**Problem description:**
Answer these questions using the forum reply about dlply():
1. What does dlply() do to the data before it applies the requested function?
2. What does the second argument to dlply() specify?
3. Which other approaches does the reply mention?

**Selected extract:**
Remember that dlply() splits the data into smaller dataframes by the grouping variables, then it applies the requested function to each of the smaller dataframes. Therefore the function you pass should operate on a whole dataframe. sum() does not do this. You can write your own function, though.
Based on your description, what you want is something like this
myfun <- function(x) colSums(x[, c("Er_Count", "Mn_Count", "Bp_Count")])
dlply(Effort_All, c("Month", "Year", "Grid_ID", "SurveyID"), myfun)
Remember that the second argument to dlply() is the set of variables used for grouping. Not sure why you want the output as a list. Would it be easier to read if you used ddply (with the same arguments)?
Other approaches include using sqldf() or something like lapply().

**Data block:**

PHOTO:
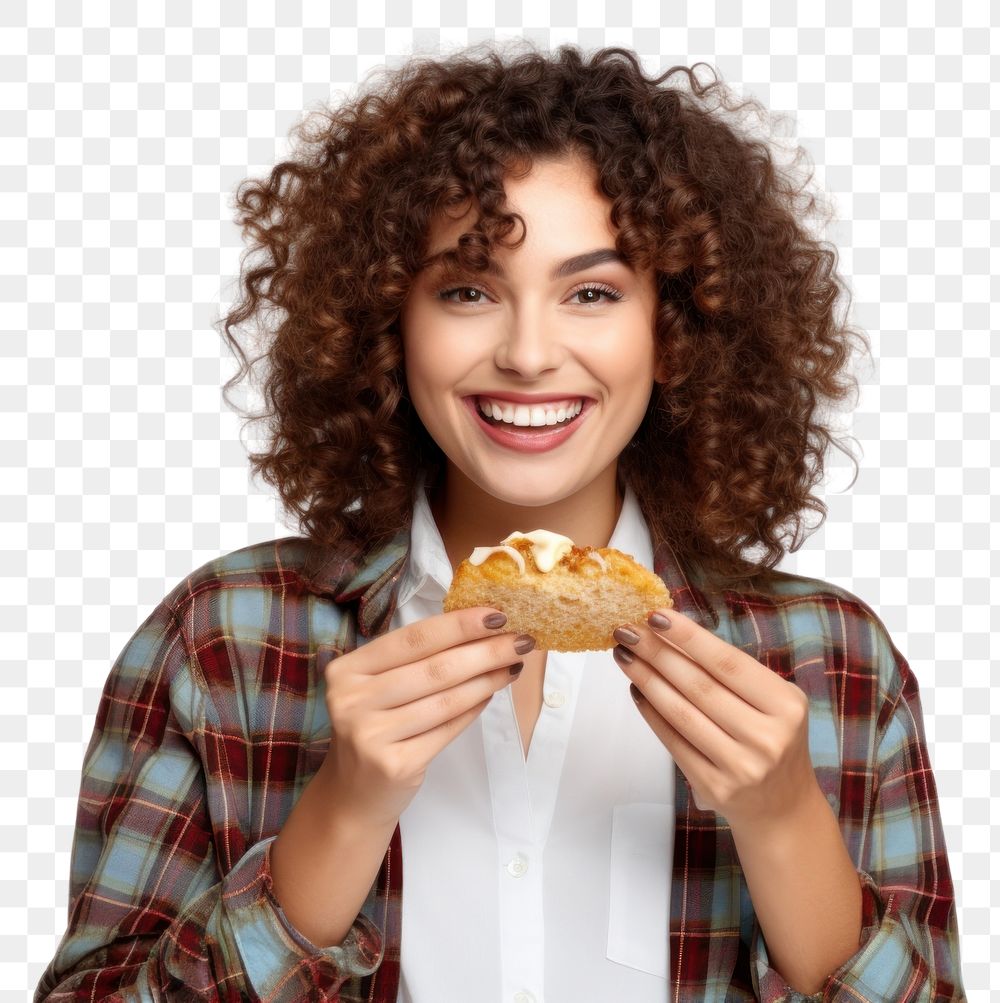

**Reply:**
1. It splits the data into smaller dataframes by the grouping variables.
2. It is the set of variables used for grouping.
3. Using sqldf() or something like lapply().